(Raw records)

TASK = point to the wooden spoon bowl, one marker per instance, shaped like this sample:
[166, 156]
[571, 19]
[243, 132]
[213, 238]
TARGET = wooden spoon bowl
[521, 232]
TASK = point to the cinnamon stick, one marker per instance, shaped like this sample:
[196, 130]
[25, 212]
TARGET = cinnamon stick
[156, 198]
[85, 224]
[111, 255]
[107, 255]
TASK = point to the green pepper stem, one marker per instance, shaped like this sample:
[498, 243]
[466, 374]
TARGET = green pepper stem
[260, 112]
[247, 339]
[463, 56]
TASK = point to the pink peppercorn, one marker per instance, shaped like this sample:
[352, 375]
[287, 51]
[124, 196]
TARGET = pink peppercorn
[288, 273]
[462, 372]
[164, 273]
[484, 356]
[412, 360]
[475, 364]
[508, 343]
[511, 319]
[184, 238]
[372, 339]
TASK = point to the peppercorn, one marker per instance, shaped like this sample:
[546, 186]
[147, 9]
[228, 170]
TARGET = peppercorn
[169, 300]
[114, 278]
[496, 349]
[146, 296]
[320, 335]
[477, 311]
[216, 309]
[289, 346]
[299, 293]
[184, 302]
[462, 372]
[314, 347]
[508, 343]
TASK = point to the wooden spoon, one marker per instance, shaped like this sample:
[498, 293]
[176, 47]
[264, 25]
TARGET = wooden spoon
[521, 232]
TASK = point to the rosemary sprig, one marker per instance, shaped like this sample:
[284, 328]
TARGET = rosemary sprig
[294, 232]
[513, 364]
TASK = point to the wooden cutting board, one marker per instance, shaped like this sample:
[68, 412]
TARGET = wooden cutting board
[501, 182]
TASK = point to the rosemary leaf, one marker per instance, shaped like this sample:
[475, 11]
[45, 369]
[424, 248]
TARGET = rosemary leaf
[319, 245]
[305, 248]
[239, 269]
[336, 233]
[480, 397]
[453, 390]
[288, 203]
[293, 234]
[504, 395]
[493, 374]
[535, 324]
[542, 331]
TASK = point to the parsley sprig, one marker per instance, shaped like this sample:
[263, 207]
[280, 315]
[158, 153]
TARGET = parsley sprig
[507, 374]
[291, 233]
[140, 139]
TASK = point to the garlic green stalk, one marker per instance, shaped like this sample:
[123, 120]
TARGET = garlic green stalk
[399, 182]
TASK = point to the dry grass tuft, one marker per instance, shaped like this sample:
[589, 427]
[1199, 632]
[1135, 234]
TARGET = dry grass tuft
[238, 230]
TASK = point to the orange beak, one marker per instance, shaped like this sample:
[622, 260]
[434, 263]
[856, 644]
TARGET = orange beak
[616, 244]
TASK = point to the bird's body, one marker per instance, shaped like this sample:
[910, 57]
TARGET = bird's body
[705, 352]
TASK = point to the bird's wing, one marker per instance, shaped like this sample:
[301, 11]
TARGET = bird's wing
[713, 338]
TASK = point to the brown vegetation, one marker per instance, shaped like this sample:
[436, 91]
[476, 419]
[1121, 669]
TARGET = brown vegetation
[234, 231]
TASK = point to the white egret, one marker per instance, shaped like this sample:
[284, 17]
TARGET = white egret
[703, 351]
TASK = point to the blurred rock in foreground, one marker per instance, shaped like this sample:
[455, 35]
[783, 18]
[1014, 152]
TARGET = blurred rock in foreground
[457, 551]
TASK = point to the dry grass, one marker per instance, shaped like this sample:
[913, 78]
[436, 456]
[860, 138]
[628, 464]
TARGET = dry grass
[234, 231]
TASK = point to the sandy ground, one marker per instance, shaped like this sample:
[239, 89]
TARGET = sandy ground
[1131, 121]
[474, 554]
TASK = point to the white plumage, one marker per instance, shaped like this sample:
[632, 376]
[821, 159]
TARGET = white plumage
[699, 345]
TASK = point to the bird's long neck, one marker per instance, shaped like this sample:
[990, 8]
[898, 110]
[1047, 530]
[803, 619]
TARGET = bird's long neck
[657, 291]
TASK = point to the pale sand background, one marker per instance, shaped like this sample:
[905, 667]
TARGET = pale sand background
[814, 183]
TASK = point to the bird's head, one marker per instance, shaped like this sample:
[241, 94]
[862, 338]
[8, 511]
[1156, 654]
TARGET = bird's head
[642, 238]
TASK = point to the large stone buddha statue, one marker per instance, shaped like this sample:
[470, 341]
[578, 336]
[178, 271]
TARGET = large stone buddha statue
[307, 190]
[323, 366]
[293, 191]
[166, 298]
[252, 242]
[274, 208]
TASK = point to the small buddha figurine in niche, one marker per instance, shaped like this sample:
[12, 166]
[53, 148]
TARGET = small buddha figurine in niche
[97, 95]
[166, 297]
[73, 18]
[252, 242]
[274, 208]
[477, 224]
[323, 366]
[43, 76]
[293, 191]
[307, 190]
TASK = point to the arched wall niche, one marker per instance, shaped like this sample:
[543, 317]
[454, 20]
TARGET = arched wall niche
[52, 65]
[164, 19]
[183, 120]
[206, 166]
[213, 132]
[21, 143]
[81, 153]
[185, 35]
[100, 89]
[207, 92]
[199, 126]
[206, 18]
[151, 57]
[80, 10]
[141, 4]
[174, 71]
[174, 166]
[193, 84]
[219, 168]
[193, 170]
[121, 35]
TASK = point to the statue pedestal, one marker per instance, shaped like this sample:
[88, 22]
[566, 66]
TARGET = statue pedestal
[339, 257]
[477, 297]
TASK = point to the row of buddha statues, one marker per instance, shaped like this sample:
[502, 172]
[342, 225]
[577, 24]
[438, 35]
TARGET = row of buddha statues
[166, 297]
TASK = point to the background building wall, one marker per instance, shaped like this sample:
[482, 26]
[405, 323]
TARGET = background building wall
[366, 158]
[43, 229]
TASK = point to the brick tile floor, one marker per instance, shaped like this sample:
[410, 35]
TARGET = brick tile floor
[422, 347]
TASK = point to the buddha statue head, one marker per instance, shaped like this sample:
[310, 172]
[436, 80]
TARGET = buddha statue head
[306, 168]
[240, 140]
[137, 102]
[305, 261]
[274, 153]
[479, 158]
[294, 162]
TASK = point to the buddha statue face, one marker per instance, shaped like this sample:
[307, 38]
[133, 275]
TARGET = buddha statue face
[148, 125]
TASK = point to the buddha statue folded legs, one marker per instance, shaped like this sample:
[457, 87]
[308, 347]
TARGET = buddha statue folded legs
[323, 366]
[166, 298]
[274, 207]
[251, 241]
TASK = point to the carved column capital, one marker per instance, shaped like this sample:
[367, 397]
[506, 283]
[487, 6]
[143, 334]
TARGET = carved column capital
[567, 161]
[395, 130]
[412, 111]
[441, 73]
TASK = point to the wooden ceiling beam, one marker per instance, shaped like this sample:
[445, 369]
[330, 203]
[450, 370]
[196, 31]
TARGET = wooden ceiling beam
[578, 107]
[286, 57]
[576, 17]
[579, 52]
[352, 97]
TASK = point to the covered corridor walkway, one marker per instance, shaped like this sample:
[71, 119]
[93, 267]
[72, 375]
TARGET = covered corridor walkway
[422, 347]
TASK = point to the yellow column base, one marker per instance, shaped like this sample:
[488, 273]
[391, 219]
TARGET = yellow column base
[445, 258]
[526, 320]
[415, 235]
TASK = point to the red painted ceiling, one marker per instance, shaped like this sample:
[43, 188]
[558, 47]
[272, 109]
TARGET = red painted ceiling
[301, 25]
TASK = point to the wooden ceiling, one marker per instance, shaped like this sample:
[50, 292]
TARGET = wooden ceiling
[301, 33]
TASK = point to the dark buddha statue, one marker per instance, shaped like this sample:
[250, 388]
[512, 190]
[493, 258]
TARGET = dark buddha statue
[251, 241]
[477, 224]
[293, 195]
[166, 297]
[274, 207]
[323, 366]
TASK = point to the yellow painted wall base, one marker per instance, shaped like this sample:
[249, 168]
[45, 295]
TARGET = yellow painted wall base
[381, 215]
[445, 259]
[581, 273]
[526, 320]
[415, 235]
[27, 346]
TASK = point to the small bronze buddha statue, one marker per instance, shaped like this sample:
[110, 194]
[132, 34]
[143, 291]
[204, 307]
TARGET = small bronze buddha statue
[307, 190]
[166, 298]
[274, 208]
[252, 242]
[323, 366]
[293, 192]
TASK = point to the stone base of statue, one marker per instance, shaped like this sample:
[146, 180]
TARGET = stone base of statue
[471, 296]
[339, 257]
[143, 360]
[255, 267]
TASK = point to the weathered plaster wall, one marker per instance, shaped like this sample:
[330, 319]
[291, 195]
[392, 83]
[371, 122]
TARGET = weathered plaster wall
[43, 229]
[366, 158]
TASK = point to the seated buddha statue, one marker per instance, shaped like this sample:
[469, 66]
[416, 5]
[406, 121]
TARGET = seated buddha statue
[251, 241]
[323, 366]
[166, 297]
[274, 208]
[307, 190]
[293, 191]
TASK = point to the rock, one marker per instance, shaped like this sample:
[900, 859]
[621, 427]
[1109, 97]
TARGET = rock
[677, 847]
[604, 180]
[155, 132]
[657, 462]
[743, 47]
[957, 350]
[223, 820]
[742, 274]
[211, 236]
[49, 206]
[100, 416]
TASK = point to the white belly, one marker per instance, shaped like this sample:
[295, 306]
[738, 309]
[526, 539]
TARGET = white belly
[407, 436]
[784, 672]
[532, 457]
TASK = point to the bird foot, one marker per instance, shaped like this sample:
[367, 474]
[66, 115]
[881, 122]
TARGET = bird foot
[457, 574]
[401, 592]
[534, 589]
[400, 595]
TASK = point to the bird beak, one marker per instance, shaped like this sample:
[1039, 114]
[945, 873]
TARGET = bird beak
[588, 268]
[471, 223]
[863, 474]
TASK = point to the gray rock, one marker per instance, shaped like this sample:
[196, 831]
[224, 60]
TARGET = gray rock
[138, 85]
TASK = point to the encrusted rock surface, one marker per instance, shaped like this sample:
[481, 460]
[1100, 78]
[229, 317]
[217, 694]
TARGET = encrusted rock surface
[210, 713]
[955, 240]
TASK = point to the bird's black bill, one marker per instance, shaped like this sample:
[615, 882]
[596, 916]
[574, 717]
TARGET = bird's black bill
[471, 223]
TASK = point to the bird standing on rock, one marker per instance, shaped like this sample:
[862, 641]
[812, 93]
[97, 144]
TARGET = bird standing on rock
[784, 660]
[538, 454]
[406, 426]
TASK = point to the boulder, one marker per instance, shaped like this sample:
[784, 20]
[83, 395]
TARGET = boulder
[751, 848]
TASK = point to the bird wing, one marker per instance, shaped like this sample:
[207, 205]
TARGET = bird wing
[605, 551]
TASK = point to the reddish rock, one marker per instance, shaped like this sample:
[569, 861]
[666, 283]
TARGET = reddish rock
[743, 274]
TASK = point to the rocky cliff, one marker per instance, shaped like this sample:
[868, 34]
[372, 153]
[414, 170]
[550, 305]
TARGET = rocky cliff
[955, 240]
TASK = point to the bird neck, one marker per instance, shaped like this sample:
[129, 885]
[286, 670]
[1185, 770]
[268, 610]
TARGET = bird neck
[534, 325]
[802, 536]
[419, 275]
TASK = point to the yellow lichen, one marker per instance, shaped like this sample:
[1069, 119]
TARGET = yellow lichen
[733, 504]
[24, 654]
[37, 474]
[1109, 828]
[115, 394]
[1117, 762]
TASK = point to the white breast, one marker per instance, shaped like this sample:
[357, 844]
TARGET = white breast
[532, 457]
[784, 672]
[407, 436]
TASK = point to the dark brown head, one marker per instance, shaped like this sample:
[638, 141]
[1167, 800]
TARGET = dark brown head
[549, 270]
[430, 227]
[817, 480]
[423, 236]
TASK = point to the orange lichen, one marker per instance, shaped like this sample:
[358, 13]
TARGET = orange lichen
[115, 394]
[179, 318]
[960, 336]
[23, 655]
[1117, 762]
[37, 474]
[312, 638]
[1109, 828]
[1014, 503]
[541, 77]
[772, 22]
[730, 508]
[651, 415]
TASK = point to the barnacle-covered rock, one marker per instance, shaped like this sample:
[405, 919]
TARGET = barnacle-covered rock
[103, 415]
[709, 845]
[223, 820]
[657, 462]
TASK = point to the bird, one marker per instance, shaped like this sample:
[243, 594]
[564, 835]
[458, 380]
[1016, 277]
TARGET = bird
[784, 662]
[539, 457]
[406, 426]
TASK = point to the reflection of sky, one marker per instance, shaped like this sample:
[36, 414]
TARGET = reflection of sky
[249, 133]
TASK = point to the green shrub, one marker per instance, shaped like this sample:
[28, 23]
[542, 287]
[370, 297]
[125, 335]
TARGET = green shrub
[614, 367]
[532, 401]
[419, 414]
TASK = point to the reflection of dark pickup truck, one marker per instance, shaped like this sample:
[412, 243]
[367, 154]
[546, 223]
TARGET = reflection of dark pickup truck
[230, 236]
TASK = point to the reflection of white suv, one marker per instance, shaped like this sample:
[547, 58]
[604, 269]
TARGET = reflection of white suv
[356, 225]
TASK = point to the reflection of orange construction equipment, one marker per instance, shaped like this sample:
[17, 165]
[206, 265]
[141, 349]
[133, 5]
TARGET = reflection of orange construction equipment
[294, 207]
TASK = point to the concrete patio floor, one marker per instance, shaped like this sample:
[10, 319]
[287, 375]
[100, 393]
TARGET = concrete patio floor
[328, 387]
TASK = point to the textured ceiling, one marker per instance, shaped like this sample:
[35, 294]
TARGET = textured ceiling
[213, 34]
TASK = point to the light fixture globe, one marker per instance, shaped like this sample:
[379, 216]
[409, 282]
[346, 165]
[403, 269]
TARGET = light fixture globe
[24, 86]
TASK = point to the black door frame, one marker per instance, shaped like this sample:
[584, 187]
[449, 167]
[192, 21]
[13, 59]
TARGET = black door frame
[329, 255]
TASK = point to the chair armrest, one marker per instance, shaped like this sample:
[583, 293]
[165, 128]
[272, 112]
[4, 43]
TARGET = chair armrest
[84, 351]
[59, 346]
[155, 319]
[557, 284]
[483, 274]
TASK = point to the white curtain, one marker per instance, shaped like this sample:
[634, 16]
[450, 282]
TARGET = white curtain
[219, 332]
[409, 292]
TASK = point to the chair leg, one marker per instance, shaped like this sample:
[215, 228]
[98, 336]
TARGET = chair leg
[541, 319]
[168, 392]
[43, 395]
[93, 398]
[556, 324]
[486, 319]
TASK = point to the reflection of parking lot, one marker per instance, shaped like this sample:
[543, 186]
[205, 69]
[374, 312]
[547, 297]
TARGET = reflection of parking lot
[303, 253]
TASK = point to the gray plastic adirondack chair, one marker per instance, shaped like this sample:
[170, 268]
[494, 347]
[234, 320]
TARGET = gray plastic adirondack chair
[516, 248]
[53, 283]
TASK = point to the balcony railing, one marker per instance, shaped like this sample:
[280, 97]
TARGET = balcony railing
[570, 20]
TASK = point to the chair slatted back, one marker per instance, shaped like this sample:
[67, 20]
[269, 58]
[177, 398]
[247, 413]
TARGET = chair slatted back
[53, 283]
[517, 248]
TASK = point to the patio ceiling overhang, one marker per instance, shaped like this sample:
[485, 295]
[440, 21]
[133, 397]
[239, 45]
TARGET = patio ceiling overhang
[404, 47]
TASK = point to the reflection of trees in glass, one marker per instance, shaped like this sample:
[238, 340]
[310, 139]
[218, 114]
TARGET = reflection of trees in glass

SHORT TASK> Your answer should consist only of the lines from the one with "TASK = point to the chair leg, one" through the end of the data above, reproduced exactly.

COMPLETE RESPONSE>
TASK = point to the chair leg, one marker per instance, shaped like this sample:
[215, 228]
[98, 336]
TARGET = chair leg
[541, 319]
[168, 392]
[43, 395]
[93, 398]
[556, 324]
[486, 319]
TASK = point to the reflection of parking lot, one marker per instance, shaped like this sample:
[543, 186]
[205, 69]
[374, 312]
[547, 297]
TARGET = reflection of parking lot
[303, 253]
TASK = point to the gray plastic adirondack chair, one marker per instance, shaped like this sample:
[170, 268]
[494, 347]
[234, 320]
TARGET = gray plastic adirondack chair
[516, 248]
[53, 283]
TASK = point to the balcony railing, one marker per instance, shaped like this sample:
[280, 97]
TARGET = balcony railing
[570, 20]
TASK = point to the chair slatted back, one marker per instance, shaped like this sample:
[67, 20]
[269, 58]
[177, 398]
[247, 413]
TARGET = chair slatted back
[53, 283]
[517, 248]
TASK = point to the patio ceiling overhang, one marker per instance, shaped like this sample:
[485, 295]
[440, 21]
[133, 397]
[239, 45]
TARGET = patio ceiling overhang
[404, 47]
TASK = point to the reflection of trees in glass, one marker per instance, shaped like this sample:
[238, 340]
[310, 139]
[218, 114]
TARGET = reflection of trees in glass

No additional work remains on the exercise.